== Set task ==
Pick out every line in the items below that contains the string "ground", and copy each one. Case counts.

-------- Records for processing

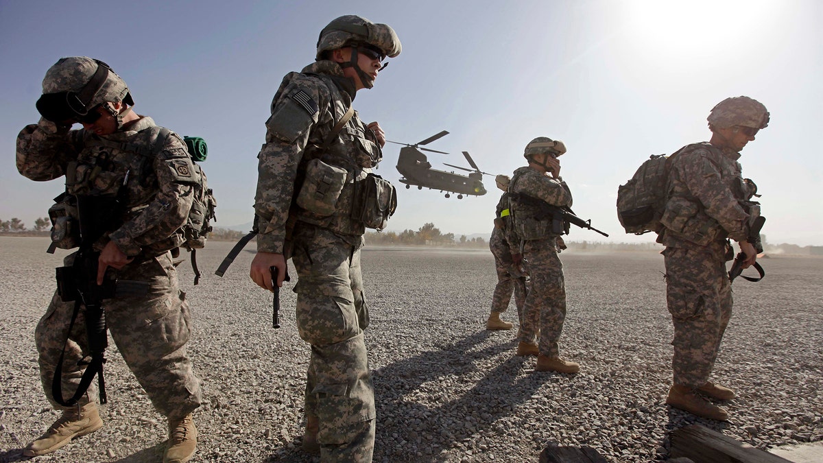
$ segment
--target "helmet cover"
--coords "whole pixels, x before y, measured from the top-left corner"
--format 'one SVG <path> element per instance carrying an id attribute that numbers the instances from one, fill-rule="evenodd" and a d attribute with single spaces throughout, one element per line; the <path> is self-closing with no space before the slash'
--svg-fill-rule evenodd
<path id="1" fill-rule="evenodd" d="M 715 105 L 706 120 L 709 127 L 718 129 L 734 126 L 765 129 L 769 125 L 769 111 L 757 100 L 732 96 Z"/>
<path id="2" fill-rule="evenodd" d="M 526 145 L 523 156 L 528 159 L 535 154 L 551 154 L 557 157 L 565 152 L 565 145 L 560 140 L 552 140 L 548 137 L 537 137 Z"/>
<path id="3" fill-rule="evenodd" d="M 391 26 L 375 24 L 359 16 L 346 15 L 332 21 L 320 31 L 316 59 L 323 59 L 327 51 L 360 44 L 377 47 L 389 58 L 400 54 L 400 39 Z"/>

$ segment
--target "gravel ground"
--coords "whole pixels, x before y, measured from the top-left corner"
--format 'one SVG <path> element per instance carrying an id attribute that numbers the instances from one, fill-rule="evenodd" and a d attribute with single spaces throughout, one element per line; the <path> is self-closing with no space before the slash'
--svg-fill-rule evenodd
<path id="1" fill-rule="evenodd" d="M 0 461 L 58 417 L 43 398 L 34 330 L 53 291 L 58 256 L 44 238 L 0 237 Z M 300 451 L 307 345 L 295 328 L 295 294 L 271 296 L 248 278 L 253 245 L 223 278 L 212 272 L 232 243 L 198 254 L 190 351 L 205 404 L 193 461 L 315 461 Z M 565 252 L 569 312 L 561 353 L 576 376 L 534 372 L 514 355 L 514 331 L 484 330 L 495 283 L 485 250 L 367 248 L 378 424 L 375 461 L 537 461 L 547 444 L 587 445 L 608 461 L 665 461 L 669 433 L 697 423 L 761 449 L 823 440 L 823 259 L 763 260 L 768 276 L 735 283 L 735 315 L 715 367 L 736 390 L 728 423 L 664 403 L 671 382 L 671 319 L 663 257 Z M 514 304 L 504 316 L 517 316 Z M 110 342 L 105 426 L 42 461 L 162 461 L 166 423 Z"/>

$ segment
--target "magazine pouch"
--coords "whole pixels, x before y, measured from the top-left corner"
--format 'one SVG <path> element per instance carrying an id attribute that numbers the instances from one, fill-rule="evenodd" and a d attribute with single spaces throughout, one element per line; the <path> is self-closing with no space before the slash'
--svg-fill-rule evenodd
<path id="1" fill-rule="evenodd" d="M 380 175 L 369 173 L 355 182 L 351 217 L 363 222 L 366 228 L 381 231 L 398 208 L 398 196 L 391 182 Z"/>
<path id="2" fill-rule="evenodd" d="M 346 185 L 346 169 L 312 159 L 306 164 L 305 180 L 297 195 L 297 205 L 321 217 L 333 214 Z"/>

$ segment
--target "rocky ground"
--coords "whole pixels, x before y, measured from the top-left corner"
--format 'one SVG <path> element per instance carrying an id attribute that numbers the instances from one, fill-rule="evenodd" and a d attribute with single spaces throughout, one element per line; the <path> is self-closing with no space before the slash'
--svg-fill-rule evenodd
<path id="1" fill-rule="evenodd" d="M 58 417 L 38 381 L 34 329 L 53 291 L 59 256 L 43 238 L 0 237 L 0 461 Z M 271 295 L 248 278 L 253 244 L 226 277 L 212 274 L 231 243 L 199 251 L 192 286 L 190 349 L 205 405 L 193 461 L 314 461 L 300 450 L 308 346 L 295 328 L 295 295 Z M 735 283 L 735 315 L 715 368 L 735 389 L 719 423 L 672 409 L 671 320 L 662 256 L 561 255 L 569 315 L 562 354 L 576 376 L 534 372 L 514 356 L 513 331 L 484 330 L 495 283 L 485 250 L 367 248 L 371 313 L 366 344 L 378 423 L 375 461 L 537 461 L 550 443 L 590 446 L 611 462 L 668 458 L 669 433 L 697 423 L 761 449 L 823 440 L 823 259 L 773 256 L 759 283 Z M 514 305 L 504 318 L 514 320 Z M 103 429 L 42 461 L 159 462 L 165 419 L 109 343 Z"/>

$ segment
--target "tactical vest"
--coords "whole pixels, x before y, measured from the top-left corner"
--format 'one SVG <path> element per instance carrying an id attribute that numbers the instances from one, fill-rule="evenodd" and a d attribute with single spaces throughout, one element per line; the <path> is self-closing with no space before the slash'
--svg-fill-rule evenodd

----------------

== Right answer ==
--target "gravel ground"
--target "rocky ground"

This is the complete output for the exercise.